___ Record excerpts ___

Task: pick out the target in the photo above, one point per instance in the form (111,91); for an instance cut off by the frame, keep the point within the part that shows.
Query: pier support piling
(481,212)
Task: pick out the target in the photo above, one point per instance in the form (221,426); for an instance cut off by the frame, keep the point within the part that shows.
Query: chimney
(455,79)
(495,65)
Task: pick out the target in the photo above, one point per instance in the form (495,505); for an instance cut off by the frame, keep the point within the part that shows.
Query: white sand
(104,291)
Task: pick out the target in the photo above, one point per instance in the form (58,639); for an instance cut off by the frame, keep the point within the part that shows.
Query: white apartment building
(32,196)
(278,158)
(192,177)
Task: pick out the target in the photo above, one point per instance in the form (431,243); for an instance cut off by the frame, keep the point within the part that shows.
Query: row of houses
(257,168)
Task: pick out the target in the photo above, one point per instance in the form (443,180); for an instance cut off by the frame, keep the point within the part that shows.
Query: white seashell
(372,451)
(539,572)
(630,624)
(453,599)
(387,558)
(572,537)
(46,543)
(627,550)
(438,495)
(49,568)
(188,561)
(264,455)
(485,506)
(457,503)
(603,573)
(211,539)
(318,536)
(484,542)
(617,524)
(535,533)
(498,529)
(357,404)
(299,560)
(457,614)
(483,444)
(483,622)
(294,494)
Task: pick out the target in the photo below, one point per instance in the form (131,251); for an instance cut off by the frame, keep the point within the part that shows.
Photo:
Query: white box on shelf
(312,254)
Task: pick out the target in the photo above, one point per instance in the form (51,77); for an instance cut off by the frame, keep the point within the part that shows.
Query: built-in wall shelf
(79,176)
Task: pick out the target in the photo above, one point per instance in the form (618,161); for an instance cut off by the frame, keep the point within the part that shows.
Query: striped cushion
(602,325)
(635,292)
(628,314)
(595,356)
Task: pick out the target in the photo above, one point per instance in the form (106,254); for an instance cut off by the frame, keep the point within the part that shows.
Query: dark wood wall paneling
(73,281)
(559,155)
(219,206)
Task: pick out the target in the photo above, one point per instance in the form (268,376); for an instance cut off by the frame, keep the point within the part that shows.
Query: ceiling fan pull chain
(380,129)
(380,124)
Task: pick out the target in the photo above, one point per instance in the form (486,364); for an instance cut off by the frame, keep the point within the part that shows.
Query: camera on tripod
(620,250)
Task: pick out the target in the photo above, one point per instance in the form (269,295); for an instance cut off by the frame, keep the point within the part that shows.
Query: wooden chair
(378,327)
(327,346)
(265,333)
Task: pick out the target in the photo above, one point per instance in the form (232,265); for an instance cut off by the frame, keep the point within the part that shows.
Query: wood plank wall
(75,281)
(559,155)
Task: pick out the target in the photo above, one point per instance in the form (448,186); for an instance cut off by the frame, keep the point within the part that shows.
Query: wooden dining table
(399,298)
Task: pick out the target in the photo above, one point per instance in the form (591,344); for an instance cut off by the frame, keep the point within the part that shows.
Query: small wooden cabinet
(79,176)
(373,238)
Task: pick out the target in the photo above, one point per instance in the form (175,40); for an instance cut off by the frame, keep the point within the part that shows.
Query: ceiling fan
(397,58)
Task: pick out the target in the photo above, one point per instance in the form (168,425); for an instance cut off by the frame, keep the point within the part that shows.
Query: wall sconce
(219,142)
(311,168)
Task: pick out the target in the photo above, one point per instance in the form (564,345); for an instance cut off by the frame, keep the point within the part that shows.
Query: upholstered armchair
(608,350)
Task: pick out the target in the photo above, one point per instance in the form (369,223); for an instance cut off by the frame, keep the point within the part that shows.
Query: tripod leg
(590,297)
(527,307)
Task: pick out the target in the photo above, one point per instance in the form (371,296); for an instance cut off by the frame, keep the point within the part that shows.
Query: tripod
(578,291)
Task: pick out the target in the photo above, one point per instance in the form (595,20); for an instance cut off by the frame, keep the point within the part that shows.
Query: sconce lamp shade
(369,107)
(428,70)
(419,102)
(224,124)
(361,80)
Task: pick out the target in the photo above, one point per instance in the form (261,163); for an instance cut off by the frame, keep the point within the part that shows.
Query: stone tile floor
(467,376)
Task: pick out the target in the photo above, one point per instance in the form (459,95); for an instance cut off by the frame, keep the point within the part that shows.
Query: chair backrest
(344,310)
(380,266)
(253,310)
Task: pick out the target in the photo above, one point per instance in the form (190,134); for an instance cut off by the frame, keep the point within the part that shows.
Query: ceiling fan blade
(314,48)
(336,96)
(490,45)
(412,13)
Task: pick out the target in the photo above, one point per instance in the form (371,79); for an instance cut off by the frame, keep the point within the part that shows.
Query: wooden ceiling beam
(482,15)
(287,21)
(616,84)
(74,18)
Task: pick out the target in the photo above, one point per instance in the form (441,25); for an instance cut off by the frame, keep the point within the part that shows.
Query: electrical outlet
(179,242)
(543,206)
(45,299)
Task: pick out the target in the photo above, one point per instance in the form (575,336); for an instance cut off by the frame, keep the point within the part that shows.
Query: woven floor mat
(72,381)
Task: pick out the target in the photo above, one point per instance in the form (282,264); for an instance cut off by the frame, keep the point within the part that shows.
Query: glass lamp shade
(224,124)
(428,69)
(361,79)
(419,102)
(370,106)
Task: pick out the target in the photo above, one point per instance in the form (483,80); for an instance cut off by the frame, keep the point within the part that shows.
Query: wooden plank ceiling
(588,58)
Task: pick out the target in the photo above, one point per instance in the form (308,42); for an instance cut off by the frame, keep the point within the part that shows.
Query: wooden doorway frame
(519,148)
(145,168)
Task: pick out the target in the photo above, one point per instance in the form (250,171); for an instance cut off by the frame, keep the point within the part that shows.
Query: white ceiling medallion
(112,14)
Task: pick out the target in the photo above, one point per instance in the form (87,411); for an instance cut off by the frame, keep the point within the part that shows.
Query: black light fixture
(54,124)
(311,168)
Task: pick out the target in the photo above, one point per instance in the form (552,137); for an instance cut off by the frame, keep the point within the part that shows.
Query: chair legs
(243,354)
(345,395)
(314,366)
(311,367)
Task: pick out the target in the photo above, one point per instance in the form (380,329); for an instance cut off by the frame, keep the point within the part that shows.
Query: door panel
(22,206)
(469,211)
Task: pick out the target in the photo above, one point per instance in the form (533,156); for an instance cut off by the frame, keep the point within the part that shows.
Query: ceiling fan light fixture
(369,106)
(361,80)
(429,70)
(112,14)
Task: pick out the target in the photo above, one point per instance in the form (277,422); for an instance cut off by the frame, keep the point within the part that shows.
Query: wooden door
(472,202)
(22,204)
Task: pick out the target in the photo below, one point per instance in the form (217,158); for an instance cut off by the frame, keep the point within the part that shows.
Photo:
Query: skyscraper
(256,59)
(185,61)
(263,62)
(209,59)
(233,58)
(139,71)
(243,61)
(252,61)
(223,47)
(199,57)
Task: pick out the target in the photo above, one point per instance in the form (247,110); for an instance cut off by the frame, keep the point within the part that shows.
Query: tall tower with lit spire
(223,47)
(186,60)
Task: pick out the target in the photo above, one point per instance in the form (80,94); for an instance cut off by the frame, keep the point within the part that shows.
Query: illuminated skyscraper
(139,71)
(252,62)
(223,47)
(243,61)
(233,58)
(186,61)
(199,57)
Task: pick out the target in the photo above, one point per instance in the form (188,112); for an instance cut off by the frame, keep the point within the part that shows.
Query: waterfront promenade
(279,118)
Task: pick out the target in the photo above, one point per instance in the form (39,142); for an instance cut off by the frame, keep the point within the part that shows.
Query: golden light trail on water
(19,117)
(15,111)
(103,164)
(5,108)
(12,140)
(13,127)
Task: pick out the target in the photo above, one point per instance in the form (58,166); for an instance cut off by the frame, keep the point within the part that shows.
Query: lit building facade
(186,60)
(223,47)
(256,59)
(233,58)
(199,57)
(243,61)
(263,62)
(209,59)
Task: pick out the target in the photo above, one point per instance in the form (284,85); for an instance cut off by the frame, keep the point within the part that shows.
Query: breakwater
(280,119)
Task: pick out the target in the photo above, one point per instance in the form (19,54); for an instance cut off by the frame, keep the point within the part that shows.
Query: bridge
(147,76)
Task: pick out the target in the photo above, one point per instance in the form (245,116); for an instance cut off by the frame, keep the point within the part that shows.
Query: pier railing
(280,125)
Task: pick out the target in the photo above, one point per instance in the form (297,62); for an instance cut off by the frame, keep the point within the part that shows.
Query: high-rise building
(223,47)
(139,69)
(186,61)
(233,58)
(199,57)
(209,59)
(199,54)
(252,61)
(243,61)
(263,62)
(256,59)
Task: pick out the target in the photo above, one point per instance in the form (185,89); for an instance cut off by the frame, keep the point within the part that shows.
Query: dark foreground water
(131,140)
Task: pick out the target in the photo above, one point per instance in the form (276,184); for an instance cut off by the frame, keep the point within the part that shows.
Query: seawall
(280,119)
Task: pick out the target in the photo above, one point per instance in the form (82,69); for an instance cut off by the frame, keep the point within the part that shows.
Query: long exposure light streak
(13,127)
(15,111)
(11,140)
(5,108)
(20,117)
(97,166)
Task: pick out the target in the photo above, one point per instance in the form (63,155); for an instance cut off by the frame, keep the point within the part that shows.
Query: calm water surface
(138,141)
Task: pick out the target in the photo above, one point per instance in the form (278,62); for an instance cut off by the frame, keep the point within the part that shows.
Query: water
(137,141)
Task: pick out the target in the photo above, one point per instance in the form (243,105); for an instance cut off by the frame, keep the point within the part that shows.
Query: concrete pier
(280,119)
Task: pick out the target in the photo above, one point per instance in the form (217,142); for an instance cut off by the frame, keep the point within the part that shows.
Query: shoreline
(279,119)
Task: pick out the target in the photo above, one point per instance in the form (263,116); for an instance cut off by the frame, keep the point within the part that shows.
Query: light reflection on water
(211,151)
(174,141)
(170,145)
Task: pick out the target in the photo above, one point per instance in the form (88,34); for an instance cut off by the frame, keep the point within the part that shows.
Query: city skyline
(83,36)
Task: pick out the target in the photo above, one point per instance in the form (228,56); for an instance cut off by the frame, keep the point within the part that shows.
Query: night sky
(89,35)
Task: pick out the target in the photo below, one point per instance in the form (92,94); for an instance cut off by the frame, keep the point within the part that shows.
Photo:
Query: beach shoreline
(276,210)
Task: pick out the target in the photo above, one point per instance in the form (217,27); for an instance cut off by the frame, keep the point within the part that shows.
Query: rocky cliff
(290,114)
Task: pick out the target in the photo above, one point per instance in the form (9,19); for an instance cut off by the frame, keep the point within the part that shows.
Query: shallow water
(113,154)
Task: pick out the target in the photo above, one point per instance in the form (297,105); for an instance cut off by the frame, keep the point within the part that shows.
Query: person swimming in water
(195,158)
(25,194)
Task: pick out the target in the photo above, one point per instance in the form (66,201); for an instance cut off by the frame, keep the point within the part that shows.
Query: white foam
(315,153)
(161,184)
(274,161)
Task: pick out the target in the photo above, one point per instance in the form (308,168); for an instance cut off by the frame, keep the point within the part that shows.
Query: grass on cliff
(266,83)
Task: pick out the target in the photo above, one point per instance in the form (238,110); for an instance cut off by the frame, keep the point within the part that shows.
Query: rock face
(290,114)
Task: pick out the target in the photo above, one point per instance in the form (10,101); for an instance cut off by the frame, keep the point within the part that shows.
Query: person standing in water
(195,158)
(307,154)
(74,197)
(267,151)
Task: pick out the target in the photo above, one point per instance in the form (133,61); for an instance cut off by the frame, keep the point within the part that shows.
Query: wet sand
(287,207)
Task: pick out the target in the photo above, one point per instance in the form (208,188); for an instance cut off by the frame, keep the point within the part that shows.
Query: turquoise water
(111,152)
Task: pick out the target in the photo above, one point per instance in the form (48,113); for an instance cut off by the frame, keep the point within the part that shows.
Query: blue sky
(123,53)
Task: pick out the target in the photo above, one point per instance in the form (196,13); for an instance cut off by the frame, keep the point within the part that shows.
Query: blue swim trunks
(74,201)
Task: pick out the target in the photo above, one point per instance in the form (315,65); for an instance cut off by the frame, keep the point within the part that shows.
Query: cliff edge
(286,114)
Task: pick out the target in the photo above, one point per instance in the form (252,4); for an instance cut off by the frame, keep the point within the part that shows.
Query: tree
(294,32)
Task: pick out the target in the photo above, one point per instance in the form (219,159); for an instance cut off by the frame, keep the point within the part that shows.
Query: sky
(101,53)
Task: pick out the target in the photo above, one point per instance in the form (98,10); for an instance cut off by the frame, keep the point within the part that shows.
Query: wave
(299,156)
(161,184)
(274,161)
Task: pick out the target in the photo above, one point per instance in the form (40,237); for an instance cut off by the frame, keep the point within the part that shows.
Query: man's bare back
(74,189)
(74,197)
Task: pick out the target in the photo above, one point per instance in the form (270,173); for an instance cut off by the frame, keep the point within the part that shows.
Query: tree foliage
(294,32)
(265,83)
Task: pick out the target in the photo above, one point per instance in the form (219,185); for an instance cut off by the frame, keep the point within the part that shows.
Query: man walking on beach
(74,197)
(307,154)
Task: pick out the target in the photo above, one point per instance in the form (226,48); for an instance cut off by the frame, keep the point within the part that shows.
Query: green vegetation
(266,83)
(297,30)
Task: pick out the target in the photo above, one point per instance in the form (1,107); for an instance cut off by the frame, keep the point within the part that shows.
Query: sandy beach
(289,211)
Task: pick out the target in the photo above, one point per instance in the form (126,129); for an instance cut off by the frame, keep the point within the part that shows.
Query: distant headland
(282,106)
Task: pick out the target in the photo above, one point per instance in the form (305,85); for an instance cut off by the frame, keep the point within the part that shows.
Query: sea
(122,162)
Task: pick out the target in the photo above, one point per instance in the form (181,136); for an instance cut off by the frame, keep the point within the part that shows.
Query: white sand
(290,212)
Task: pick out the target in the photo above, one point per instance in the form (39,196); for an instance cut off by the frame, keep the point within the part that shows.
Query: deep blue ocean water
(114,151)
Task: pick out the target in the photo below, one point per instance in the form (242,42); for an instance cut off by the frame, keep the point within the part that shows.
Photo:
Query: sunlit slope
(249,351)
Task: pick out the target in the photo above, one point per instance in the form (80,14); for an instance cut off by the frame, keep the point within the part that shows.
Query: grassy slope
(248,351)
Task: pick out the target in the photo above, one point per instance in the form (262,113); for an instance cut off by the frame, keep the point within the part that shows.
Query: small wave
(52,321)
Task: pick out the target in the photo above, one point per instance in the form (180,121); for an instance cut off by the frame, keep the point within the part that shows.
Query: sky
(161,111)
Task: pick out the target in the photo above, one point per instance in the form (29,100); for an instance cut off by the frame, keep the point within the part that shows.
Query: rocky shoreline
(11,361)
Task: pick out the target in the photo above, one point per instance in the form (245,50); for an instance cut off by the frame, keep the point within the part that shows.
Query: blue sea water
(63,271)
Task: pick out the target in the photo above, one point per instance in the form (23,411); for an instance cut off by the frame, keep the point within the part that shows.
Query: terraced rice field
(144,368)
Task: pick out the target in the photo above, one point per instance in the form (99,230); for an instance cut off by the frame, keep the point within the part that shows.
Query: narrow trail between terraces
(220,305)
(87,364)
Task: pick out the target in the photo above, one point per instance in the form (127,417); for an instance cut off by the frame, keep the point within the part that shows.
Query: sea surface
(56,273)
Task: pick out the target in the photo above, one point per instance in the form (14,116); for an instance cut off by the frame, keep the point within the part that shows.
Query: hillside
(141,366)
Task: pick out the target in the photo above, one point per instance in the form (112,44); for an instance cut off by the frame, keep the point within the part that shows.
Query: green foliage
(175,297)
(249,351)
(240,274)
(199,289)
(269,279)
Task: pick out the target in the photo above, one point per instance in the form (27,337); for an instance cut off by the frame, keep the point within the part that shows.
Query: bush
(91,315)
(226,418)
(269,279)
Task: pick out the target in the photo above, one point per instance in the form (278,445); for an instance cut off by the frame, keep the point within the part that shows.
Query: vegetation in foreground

___

*Exercise brief:* Repeat exactly the lines from the line containing "the form (23,411);" through the end of the listing above; both boundary lines are part of the output.

*Full answer:*
Task: pick out the target in the photo above, one point per instance in the form (23,411); for an instance cut off by the frame, keep the point within the part that shows.
Query: terraced rice field
(144,368)
Task: pick out the target in the photo above, one point per instance in the form (99,230); for an instance cut off by the frame, keep the point within the part that shows.
Query: narrow trail between terraces
(220,305)
(87,364)
Task: pick out the target in the photo above, one point per instance in the form (127,417); for an instance cut off by the frame, keep the point within the part that shows.
Query: sea surface
(56,273)
Task: pick out the target in the photo above, one point per instance in the form (14,116); for an instance cut off by the frame, keep the point within the part that shows.
Query: hillside
(141,366)
Task: pick out the target in the photo above, one point per instance in the form (112,44); for an instance cut off by the frame, keep the point within the part that shows.
Query: green foliage
(175,297)
(249,351)
(240,274)
(199,289)
(269,279)
Task: pick out the target in the photo above, one point per instance in the form (27,337); for an instance cut off by the frame, keep the point within the part that shows.
Query: bush
(91,315)
(226,418)
(269,279)
Task: pick out the target in the photo above, one point per instance in the form (278,445); for an instance cut off by the frame, keep the point within the part that shows.
Query: vegetation in foreground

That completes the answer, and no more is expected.